> [TASK REQUIREMENTS] Transcribe, word for word, the line containing "For every instance of the sky, the" and each line following it through the end of the listing below. Omit all other lines.

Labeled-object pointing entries
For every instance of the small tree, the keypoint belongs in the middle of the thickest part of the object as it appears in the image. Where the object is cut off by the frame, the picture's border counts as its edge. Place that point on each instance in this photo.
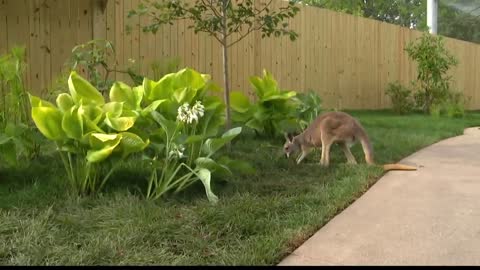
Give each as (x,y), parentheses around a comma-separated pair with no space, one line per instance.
(221,19)
(433,62)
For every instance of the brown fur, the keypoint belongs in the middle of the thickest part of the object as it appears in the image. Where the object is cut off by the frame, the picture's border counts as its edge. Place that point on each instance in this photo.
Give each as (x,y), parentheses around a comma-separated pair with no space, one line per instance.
(334,127)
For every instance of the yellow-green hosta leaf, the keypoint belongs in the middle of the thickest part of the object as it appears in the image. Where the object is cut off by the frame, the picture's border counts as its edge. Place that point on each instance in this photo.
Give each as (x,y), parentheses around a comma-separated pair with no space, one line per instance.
(138,93)
(119,123)
(99,155)
(81,89)
(152,107)
(205,176)
(49,121)
(64,102)
(72,124)
(92,115)
(114,108)
(38,102)
(101,140)
(121,92)
(132,143)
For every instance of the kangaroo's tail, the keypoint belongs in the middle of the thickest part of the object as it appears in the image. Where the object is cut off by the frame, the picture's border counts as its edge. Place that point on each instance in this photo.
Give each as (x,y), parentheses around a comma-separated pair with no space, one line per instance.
(398,167)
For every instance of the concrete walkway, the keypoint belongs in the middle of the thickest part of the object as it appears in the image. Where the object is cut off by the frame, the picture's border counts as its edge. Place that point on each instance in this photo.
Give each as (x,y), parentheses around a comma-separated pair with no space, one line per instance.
(425,217)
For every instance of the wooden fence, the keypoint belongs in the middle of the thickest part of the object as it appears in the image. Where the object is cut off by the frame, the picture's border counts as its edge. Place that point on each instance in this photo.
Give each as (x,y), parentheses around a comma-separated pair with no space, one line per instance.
(348,60)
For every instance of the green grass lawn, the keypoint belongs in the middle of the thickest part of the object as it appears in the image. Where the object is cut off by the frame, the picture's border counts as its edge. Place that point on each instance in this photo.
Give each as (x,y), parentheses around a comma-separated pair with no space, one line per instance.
(259,219)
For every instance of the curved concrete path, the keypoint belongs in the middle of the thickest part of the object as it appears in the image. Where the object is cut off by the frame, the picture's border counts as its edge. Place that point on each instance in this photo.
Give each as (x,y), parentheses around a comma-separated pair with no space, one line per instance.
(425,217)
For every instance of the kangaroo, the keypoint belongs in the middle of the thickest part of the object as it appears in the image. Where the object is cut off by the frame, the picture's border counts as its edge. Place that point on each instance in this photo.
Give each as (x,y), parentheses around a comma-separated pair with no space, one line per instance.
(334,127)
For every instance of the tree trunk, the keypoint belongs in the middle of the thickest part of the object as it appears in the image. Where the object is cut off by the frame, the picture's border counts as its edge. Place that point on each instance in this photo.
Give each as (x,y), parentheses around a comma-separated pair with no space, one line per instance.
(226,83)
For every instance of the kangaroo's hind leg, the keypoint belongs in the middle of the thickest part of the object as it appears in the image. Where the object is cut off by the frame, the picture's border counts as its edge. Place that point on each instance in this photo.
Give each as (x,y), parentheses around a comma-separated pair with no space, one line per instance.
(326,144)
(346,150)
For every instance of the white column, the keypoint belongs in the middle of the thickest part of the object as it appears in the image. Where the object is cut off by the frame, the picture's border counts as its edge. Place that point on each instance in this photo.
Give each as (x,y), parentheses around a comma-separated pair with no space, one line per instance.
(432,7)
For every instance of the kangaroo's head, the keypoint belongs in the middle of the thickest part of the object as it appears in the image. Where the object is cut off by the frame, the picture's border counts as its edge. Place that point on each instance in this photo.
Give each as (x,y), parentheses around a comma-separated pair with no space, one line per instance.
(290,145)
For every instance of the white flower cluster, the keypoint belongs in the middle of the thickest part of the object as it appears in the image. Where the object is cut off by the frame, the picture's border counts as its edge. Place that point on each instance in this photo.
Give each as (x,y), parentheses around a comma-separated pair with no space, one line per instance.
(189,115)
(177,151)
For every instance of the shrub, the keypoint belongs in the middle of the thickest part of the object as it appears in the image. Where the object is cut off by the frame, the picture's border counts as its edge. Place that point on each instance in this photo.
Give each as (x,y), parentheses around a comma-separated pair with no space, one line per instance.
(272,113)
(92,136)
(18,138)
(185,138)
(401,97)
(433,62)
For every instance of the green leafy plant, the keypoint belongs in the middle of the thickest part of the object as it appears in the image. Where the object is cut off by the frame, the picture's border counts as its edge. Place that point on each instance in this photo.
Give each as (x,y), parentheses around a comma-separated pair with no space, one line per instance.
(91,135)
(227,21)
(272,113)
(184,139)
(309,108)
(433,63)
(401,97)
(18,139)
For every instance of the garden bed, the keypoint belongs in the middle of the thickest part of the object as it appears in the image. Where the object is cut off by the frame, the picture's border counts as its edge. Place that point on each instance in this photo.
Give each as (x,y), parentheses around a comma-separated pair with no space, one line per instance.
(258,220)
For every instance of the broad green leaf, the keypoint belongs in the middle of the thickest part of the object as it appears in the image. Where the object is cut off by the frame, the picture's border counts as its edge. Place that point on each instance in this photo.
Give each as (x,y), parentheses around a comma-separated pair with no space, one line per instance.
(132,143)
(72,124)
(286,95)
(205,176)
(119,123)
(114,108)
(15,130)
(121,92)
(91,112)
(239,102)
(194,139)
(69,148)
(100,140)
(81,89)
(138,93)
(64,102)
(213,145)
(152,107)
(49,121)
(180,95)
(92,115)
(38,102)
(94,156)
(168,126)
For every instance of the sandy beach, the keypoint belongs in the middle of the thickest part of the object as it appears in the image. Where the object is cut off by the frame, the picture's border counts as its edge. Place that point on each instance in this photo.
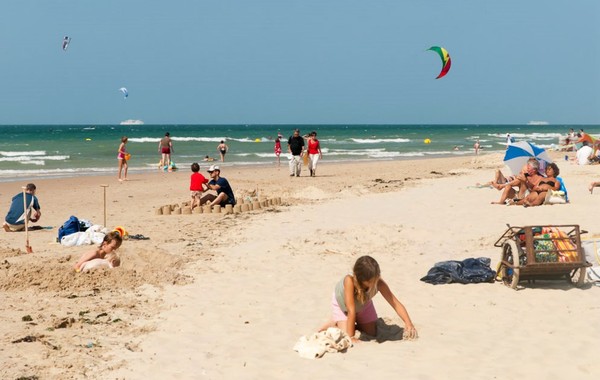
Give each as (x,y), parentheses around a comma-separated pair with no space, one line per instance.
(227,296)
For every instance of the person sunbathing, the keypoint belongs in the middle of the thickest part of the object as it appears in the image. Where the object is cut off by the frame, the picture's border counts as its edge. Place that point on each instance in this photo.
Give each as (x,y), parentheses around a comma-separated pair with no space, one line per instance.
(523,181)
(538,193)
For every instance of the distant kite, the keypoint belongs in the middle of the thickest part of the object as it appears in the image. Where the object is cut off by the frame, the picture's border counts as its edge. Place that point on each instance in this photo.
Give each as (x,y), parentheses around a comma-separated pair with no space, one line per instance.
(446,61)
(66,42)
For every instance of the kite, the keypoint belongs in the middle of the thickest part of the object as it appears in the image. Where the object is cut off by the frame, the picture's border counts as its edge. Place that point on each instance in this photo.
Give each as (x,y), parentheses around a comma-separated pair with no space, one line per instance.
(66,42)
(446,61)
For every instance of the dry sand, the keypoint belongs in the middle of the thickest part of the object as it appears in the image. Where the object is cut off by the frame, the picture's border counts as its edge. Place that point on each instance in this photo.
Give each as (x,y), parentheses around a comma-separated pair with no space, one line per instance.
(227,296)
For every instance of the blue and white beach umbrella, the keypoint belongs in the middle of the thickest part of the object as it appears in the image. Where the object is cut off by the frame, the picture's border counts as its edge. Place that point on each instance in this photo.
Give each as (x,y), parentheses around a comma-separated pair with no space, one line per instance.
(518,153)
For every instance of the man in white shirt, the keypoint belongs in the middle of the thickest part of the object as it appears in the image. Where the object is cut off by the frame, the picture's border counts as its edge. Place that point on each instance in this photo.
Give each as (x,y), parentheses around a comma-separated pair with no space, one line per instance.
(584,154)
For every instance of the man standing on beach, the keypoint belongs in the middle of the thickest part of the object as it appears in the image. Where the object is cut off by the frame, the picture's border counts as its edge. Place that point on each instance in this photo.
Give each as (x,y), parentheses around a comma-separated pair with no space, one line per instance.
(221,186)
(15,219)
(296,149)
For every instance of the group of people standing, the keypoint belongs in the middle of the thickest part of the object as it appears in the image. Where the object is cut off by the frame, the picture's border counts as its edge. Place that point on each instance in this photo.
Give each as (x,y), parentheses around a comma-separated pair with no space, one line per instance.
(302,149)
(298,149)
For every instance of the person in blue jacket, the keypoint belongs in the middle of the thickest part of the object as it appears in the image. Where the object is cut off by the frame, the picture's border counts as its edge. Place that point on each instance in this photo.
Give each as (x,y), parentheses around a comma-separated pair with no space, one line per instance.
(15,218)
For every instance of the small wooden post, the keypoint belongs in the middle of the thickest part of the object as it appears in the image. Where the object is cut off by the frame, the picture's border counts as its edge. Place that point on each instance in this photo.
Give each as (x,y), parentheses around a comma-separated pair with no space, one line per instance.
(104,189)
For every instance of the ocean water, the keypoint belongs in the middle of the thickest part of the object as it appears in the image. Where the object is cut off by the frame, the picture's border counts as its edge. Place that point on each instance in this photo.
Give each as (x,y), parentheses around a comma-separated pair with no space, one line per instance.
(30,151)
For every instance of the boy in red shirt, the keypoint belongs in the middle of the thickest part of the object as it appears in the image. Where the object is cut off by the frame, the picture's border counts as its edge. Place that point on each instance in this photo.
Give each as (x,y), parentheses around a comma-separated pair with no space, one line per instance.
(197,184)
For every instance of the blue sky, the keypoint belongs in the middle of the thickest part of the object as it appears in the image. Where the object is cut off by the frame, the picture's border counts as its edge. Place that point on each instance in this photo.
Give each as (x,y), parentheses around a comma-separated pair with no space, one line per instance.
(303,61)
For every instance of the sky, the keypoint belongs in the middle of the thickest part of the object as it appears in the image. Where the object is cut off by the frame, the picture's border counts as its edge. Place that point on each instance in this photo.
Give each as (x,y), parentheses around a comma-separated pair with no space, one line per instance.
(299,61)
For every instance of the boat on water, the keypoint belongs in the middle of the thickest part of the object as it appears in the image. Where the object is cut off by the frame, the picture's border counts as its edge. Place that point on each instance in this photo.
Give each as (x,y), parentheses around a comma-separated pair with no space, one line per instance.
(131,122)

> [SOLUTION TO THIS EXERCISE]
For every instance of the sky, the keypoint belongs in the middle of the thickest part of the object as it appears in the image. Where the object is cut off by the frame, the picture's border counts as its edge. Place that point on each instance in this photo.
Give each as (x,y), parentheses around a comma-separated pair with no space, one line per instance.
(299,61)
For every instance of the boat on water, the keypoint belongs in the middle of the thickest part of the object as it appears in the image. Where the object is cut off by the frame, the picture's border counts as its edge. Place that point on each instance in this photo.
Give each as (x,y), parentheses around a comma-separated pair with no space, one line per instance.
(131,122)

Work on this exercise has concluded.